> **WHAT IS BEING ASKED**:
Nothing in the records may be altered; repeat them exactly.

> **RECORDS FOR PROCESSING**:
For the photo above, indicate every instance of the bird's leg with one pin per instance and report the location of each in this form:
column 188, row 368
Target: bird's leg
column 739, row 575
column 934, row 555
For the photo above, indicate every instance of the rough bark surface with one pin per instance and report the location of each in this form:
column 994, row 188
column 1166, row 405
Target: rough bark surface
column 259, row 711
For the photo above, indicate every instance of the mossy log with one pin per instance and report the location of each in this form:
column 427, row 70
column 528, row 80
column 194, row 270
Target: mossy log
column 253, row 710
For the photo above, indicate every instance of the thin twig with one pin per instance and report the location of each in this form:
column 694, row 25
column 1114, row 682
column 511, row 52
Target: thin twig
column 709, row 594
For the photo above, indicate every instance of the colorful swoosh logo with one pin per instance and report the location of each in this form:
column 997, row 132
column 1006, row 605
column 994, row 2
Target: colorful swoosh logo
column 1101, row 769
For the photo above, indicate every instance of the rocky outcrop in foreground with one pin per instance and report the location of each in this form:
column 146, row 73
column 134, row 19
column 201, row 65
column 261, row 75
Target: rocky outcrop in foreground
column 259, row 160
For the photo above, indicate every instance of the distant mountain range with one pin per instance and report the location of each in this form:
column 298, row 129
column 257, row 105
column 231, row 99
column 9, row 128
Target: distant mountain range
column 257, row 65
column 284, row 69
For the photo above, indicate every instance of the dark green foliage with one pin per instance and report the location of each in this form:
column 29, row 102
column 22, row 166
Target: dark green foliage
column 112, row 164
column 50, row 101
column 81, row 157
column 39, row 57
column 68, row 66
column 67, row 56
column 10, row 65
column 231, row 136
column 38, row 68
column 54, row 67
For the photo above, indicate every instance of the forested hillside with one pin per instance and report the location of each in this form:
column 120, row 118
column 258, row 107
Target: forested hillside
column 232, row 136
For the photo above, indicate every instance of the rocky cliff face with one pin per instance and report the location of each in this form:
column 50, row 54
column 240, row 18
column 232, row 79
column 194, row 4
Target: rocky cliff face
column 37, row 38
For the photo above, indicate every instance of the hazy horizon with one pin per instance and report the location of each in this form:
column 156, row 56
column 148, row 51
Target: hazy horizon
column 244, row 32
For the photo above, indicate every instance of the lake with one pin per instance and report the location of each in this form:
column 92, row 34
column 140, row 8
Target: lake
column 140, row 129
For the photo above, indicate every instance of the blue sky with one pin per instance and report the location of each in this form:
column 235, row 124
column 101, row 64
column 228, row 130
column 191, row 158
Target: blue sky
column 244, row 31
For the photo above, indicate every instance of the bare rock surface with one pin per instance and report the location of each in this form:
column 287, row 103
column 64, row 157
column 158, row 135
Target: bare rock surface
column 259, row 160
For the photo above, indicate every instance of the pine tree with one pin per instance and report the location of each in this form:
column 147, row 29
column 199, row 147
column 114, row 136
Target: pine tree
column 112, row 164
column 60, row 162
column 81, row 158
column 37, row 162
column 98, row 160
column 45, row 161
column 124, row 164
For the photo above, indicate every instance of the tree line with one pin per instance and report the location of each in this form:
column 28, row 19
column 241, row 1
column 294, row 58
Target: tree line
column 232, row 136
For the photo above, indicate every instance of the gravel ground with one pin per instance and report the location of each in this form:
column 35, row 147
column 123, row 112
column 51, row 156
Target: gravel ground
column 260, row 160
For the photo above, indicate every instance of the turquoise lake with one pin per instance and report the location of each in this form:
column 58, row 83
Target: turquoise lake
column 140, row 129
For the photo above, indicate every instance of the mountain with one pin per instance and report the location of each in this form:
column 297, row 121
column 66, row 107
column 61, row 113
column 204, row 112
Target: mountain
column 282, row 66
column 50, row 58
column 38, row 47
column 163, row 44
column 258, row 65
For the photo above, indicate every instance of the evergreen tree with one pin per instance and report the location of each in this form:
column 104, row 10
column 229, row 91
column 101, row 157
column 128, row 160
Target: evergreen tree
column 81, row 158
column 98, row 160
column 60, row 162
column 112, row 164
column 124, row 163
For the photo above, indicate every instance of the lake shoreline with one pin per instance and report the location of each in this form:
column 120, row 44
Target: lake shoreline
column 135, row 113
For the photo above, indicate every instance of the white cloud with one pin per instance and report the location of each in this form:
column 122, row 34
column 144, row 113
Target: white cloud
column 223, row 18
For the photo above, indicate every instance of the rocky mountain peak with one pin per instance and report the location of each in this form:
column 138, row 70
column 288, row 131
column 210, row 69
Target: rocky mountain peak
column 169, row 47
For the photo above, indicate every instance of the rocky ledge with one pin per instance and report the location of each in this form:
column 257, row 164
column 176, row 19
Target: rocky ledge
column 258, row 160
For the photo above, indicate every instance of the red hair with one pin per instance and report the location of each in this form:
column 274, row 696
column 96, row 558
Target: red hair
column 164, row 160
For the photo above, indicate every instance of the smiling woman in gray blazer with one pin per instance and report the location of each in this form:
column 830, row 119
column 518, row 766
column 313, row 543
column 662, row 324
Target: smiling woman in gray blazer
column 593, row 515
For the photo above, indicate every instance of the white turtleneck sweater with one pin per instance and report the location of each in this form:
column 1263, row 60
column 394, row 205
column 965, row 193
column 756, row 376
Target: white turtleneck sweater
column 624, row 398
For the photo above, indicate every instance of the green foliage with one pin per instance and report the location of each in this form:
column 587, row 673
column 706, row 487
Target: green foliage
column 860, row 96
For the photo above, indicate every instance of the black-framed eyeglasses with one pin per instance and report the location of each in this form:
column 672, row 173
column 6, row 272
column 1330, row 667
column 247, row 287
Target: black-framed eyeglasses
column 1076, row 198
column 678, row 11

> **SOLUTION TO THIS TASK**:
For the photo above, indicate every instance of the bird's leg with one pin per instance and report the location of each in this form:
column 188, row 368
Target: bird's leg
column 739, row 575
column 934, row 555
For the photo above, indicate every instance of the rough bark surface with one pin per instance and report the location of each in this form:
column 994, row 188
column 1166, row 405
Target: rough bark surface
column 259, row 711
For the photo above, indicate every instance of the mossy log with one pin per instance and report the location of each in this form:
column 427, row 70
column 528, row 80
column 194, row 270
Target: mossy log
column 253, row 710
For the photo above, indicate every instance of the thin twig with one pin per instance and report the location of each in this form:
column 694, row 25
column 1114, row 682
column 511, row 52
Target: thin twig
column 709, row 594
For the photo above, indicate every instance of the colorful swoosh logo with one pin per instance and report the location of each in this form:
column 997, row 132
column 1006, row 605
column 994, row 2
Target: colorful swoosh logo
column 1101, row 769
For the photo above, indicate every instance of the rocky outcrop in foreground with one pin per instance and report the location of each in this form:
column 146, row 73
column 134, row 19
column 201, row 65
column 261, row 75
Target: rocky outcrop in foreground
column 259, row 160
For the photo above, indicate every instance of the distant mountain range with one pin per instance and report the location of each in this form:
column 298, row 129
column 257, row 105
column 231, row 99
column 9, row 128
Target: distant mountain range
column 257, row 65
column 284, row 69
For the photo above, indicate every instance of the dark green foliage with one pin per instance and report the location of each in this form:
column 29, row 102
column 22, row 166
Target: dark green foliage
column 112, row 164
column 50, row 101
column 81, row 157
column 39, row 57
column 68, row 66
column 67, row 56
column 10, row 65
column 231, row 136
column 38, row 68
column 54, row 67
For the photo above, indicate every instance of the forested hillside with one pin per instance and report the location of each in this form:
column 120, row 118
column 258, row 107
Target: forested hillside
column 232, row 136
For the photo above, indicate every instance of the rocky cliff face with one pin per instance and report the location of each in this form:
column 50, row 54
column 240, row 18
column 232, row 79
column 194, row 4
Target: rocky cliff face
column 37, row 38
For the photo above, indicate every instance of the hazy horizon with one pin per instance and report the location of each in this form:
column 156, row 56
column 148, row 51
Target: hazy horizon
column 244, row 32
For the photo above, indicate every instance of the lake with one pin per instance and report the location of each in this form:
column 92, row 34
column 140, row 8
Target: lake
column 140, row 129
For the photo above, indicate every instance of the blue sky with one pin per instance and report the location of each in this form:
column 235, row 124
column 101, row 64
column 228, row 130
column 191, row 158
Target: blue sky
column 244, row 31
For the photo above, indicate every instance of the bare rock surface with one pin per instance and report the location of each in this form:
column 287, row 103
column 64, row 157
column 158, row 135
Target: bare rock surface
column 259, row 160
For the photo above, indicate every instance of the pine tree with one pin per instance and report the location of each in this form:
column 147, row 29
column 199, row 147
column 114, row 136
Target: pine tree
column 112, row 164
column 60, row 162
column 81, row 158
column 37, row 162
column 98, row 160
column 45, row 161
column 124, row 164
For the photo above, indicate every instance of the tree line with one pin per instance and report the location of each in this form:
column 28, row 19
column 241, row 1
column 294, row 58
Target: tree line
column 232, row 136
For the photo above, indicate every instance of the gravel ground with one pin per instance and report the location of each in this form:
column 35, row 147
column 123, row 112
column 51, row 156
Target: gravel ground
column 260, row 160
For the photo above, indicate every instance of the turquoise lake with one pin per instance and report the location of each in this form:
column 58, row 83
Target: turquoise lake
column 140, row 129
For the photo above, indicate every instance of the mountain with one pin per instance and report the location of each in this form:
column 297, row 121
column 66, row 107
column 61, row 113
column 204, row 112
Target: mountain
column 282, row 66
column 50, row 58
column 38, row 47
column 163, row 44
column 258, row 65
For the photo above, indicate every instance of the evergreen tree with one pin per instance and report the location of each in this form:
column 104, row 10
column 229, row 91
column 101, row 157
column 128, row 160
Target: evergreen tree
column 81, row 158
column 98, row 160
column 60, row 162
column 112, row 164
column 124, row 163
For the photo above, indicate every instance of the lake shoreline with one pin per instance and report the location of each in this form:
column 120, row 44
Target: lake shoreline
column 135, row 113
For the photo above, indicate every instance of the white cloud with one pin per instance and report the location of each in this form:
column 122, row 34
column 144, row 113
Target: white cloud
column 223, row 18
For the photo above, indicate every instance of the rocky mountain peak with one pin per instance and report the location of each in this form:
column 138, row 70
column 288, row 131
column 210, row 69
Target: rocky mountain peak
column 169, row 47
For the photo above, indicate every instance of the rocky ledge with one pin per instance and report the location of each in this form:
column 257, row 164
column 176, row 19
Target: rocky ledge
column 258, row 160
For the photo above, indicate every instance of the red hair with one pin per instance and report the location of each in this form:
column 274, row 696
column 96, row 558
Target: red hair
column 164, row 160
For the photo above, indicate every instance of the smiling woman in gray blazer with one pin per instance and report the location of each in this form:
column 830, row 119
column 518, row 766
column 313, row 543
column 662, row 324
Target: smiling woman in gray blazer
column 593, row 515
For the photo above, indicate every instance of the white turtleneck sweater with one pin per instance and report the location of each in this form:
column 1263, row 60
column 394, row 205
column 965, row 193
column 756, row 376
Target: white turtleneck sweater
column 624, row 398
For the photo above, indicate every instance of the green foliage with one pin per instance and report the location of each in this form:
column 587, row 673
column 706, row 487
Target: green foliage
column 860, row 96
For the photo above, indicate every instance of the black-framed eyeglasses with one pin per instance and report the location of each in this form:
column 672, row 173
column 6, row 272
column 1330, row 667
column 247, row 287
Target: black-framed eyeglasses
column 1076, row 198
column 678, row 11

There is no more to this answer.